───── Extracted text ─────
The Roanoke Times | File 2012
The Rev. Carl Tinsley sings with the Loudon Avenue Christian Church Male Chorus last year.
STEPHANIE KLEIN-DAVIS | The Roanoke Times
The Rev. Carl Tinsley, a longtime civil rights and political activist and current chairman of the city electoral board, was selected as Roanoke’s 2012 Citizen of the Year. He died Saturday.]
Sunday, August 18, 2013
Just two months after delivering his last sermon, the Rev. Carl Tinsley of Roanoke died in his home Saturday afternoon with his wife by his side. He was 80 .
Tinsley, a minister and Navy veteran, was the 2012 Roanoke Citizen of the Year for his work in the community with neighborhood groups, his interests in higher education for minorities and efforts with the local NAACP branch, of which he was a past president.
“He was always busy from the time we got married,” said Yuvonne Tinsley, his wife of 57 years. “I think when he got to the place where he couldn’t be a servant to people — I think that kind of took the joy out of his life.”
Tinsley was diagnosed with a form of lung cancer a little more than a year ago. In June, he preached his last sermon at First Baptist Church of Buena Vista, a job he had for 22 years. Tinsley served the ministry for 42 years at churches in the Roanoke area. He moved to Roanoke in the 1950s and over time became one of the best -known civil rights activists in the region.
A Roanoke pastor and civil rights leader, the Rev. Edward Burton, knew Tinsley through church and considered him a friend.
“I think everybody would agree that he made a real contribution to the community,” Burton said.
─────
Using the article on the Rev. Carl Tinsley, explain in one to three sentences why he was named the 2012 Roanoke Citizen of the Year.
───── Dataset entries ─────
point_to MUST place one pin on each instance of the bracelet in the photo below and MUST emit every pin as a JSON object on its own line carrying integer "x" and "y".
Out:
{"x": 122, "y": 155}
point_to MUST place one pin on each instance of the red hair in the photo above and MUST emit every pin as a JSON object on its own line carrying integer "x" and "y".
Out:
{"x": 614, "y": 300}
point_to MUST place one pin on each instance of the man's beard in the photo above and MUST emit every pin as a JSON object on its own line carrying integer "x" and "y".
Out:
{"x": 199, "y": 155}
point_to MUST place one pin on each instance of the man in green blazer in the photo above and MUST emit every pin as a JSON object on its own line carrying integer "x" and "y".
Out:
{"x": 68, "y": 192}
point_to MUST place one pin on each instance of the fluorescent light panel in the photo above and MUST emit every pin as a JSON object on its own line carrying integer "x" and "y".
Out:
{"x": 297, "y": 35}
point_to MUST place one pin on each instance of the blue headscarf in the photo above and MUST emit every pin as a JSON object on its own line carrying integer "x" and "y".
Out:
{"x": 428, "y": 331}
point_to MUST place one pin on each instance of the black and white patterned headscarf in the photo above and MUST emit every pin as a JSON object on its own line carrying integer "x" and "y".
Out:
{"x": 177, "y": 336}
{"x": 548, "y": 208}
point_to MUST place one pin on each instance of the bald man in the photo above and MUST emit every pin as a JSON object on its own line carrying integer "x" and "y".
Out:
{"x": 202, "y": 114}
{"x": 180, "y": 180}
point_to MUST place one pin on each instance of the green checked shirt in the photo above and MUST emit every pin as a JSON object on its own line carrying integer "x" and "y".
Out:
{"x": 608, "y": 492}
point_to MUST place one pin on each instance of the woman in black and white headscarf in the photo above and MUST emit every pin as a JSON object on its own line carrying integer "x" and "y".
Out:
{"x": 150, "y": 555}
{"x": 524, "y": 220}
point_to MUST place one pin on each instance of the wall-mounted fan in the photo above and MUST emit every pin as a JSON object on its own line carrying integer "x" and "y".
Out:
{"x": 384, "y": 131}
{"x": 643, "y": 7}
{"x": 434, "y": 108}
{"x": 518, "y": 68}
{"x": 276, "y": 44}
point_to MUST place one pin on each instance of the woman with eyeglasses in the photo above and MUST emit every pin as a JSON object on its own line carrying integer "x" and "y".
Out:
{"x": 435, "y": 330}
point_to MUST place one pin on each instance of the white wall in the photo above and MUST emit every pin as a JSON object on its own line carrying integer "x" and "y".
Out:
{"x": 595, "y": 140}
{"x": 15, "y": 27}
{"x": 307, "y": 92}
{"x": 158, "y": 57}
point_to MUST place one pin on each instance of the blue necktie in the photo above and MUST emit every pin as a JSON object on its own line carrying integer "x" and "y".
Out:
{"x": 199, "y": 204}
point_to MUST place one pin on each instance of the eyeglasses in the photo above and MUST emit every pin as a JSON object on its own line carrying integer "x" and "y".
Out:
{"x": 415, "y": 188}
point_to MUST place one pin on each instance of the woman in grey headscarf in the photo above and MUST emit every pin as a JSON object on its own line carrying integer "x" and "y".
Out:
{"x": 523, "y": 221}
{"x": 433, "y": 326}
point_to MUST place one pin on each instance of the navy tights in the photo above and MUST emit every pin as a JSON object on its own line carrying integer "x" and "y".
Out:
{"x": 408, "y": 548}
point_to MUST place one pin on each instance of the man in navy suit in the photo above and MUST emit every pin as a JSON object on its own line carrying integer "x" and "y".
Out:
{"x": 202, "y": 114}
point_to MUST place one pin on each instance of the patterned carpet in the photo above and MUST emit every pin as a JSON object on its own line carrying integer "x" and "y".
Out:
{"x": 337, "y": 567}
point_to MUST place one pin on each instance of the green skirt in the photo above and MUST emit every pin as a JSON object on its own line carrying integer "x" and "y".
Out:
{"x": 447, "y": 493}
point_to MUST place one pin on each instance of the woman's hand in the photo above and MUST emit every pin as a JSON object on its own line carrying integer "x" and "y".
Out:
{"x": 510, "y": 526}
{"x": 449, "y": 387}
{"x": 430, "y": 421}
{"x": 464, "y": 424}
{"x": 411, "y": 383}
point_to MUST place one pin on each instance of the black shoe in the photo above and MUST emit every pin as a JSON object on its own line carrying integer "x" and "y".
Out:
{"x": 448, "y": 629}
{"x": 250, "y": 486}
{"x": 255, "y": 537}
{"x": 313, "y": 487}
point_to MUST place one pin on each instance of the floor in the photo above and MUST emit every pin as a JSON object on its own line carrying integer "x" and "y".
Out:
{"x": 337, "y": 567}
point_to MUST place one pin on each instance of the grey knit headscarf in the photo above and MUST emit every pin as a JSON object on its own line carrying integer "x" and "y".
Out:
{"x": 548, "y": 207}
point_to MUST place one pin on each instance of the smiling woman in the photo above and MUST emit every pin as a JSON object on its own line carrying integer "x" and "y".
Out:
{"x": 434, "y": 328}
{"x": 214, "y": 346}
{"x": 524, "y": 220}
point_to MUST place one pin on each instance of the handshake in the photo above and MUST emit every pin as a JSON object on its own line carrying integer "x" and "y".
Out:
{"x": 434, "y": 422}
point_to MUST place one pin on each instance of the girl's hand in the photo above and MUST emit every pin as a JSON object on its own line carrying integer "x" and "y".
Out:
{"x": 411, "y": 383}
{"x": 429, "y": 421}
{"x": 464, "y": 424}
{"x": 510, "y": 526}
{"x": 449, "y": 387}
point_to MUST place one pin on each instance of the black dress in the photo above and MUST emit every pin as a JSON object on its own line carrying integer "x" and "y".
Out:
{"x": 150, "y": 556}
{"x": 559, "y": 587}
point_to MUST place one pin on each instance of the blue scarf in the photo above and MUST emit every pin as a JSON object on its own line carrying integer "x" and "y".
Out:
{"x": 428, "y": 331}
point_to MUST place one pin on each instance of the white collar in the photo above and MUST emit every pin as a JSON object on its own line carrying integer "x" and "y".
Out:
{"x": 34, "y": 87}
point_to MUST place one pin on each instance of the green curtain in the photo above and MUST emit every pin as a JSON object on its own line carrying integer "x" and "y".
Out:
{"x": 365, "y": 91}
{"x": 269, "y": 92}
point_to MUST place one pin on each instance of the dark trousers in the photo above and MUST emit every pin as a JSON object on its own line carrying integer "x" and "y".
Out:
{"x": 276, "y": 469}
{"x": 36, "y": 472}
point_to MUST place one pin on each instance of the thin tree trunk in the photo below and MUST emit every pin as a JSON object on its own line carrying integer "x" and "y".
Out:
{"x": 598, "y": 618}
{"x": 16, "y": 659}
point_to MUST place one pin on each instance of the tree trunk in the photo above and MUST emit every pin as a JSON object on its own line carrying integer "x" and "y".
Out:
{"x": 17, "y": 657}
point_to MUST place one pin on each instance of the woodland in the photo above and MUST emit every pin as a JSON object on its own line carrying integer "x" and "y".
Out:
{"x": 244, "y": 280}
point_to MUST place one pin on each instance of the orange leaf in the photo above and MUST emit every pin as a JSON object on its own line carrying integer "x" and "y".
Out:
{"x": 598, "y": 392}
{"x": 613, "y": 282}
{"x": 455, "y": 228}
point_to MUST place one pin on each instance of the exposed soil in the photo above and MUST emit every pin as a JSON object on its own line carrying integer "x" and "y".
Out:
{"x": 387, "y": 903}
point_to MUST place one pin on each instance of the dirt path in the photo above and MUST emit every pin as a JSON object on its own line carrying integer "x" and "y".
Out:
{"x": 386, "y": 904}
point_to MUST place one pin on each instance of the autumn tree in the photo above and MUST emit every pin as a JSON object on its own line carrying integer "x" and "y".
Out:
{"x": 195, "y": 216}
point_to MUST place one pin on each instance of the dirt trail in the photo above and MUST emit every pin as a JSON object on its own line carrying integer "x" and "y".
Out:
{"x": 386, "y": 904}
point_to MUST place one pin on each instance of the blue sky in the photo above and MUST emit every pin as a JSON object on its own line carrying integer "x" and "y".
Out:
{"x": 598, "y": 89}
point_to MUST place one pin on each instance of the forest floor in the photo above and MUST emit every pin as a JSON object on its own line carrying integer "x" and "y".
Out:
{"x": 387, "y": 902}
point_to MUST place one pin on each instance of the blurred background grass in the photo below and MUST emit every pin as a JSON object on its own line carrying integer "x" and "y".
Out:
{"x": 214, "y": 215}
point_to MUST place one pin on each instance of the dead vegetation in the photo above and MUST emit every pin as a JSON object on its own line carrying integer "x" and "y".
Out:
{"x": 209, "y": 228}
─────
- **Solution to this task**
He was named the 2012 Roanoke Citizen of the Year for his work in the community with neighborhood groups and for his interests in higher education for minorities. He was also honored for his efforts with the local NAACP branch, of which he was a past president.